** AIM **
State how many lines of the data below contain the string "squirrel", counting a match only when its capitalization is identical. Give the number alone.

— begin PROVIDED DATA —

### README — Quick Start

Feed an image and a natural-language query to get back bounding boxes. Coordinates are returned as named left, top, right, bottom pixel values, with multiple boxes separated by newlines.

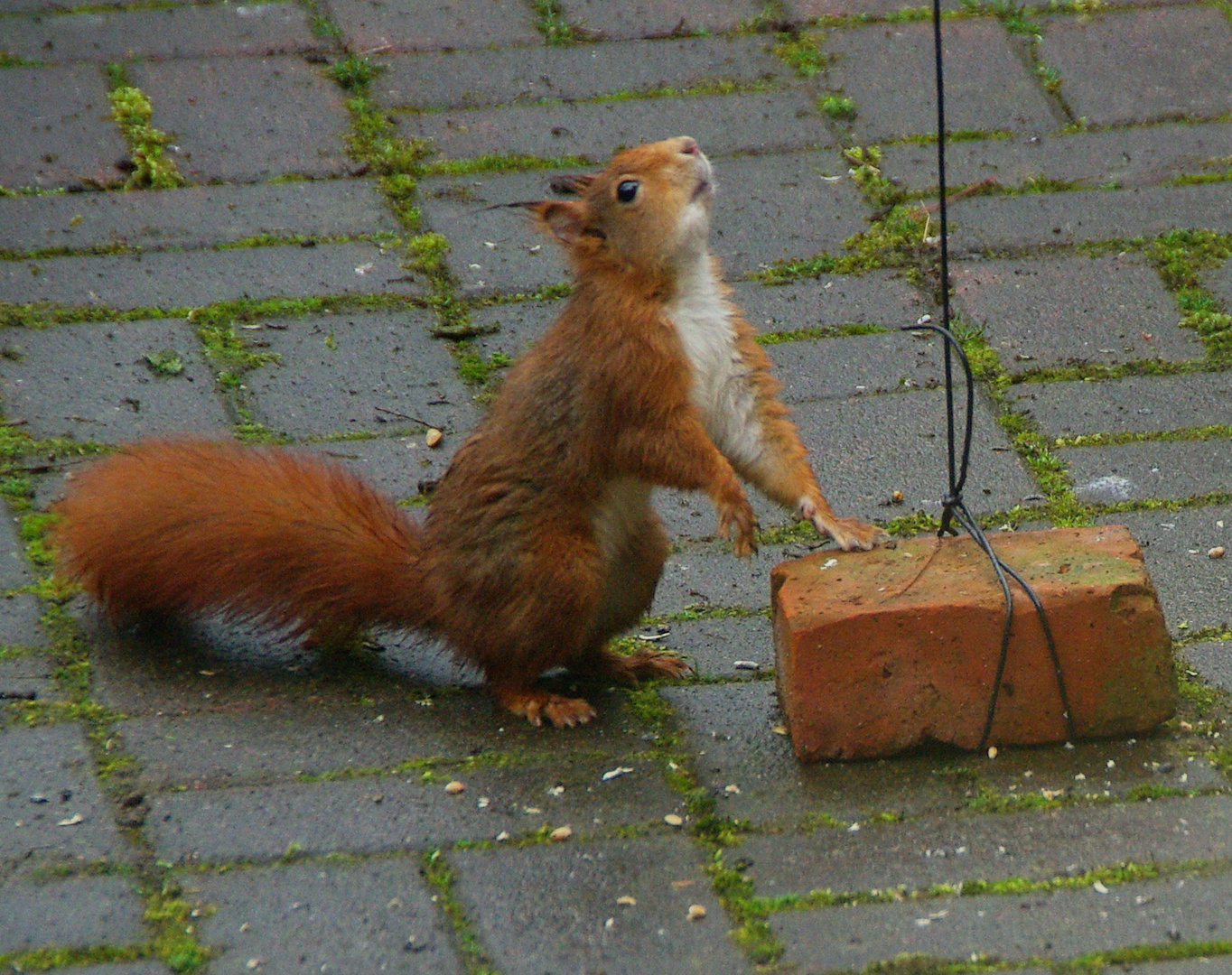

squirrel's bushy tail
left=54, top=440, right=436, bottom=643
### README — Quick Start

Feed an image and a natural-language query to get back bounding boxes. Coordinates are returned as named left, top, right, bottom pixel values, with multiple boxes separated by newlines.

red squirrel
left=55, top=136, right=886, bottom=727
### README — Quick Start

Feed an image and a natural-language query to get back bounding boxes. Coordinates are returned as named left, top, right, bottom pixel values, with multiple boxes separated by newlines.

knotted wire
left=903, top=0, right=1076, bottom=751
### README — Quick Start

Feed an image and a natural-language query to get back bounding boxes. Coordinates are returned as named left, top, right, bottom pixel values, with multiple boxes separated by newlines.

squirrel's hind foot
left=491, top=687, right=599, bottom=728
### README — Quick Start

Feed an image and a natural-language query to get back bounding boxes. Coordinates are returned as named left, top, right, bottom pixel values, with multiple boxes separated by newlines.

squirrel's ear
left=522, top=200, right=595, bottom=247
left=548, top=172, right=595, bottom=196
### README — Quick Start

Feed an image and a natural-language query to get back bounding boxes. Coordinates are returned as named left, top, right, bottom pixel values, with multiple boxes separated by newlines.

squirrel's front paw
left=718, top=497, right=758, bottom=559
left=815, top=518, right=890, bottom=552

— end PROVIDED DATA —

** COMPLETE OUTPUT **
5